*GIVEN INSTRUCTION:* List each line of the entries below that contains the word "wooden". Case matters, so a line counts only if its letters match the same uppercase and lowercase.
· · · · ·
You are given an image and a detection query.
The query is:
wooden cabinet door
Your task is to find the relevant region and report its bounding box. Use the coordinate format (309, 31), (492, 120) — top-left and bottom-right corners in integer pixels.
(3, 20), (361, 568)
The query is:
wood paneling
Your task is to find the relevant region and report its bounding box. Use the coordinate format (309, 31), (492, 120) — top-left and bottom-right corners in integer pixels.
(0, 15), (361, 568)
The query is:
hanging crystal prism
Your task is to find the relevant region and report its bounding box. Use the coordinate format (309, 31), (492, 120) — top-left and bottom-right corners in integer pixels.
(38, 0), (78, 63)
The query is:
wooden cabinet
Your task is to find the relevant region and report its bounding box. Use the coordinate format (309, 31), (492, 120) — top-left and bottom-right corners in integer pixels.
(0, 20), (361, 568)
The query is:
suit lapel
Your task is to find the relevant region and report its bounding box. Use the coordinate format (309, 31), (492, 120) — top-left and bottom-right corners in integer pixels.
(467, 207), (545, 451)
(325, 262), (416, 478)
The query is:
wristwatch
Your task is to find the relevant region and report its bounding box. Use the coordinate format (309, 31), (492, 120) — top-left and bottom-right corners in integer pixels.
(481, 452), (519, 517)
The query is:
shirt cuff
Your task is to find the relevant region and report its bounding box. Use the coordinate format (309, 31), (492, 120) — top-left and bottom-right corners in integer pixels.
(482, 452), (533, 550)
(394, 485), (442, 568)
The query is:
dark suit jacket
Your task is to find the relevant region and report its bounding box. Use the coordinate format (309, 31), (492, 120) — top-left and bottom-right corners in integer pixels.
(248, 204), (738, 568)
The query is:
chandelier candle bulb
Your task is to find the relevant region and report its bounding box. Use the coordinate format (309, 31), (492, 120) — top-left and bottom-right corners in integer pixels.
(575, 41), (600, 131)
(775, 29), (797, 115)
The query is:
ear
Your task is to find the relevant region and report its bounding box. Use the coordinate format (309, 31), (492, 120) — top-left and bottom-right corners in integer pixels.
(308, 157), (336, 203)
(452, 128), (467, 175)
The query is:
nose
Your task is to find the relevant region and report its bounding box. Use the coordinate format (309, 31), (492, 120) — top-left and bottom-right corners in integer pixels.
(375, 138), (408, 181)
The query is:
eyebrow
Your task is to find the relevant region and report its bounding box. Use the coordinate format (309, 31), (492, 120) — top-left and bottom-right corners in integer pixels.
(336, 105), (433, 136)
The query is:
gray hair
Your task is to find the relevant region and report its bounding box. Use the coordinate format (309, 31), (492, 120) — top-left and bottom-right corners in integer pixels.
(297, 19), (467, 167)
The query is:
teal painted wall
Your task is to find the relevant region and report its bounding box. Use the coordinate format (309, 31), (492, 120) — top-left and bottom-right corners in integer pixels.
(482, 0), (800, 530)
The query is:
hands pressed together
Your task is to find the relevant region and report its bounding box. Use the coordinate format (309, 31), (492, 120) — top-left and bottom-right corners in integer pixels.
· · · · ·
*RESPONSE FOR THIS EXERCISE:*
wooden cabinet door
wooden cabinet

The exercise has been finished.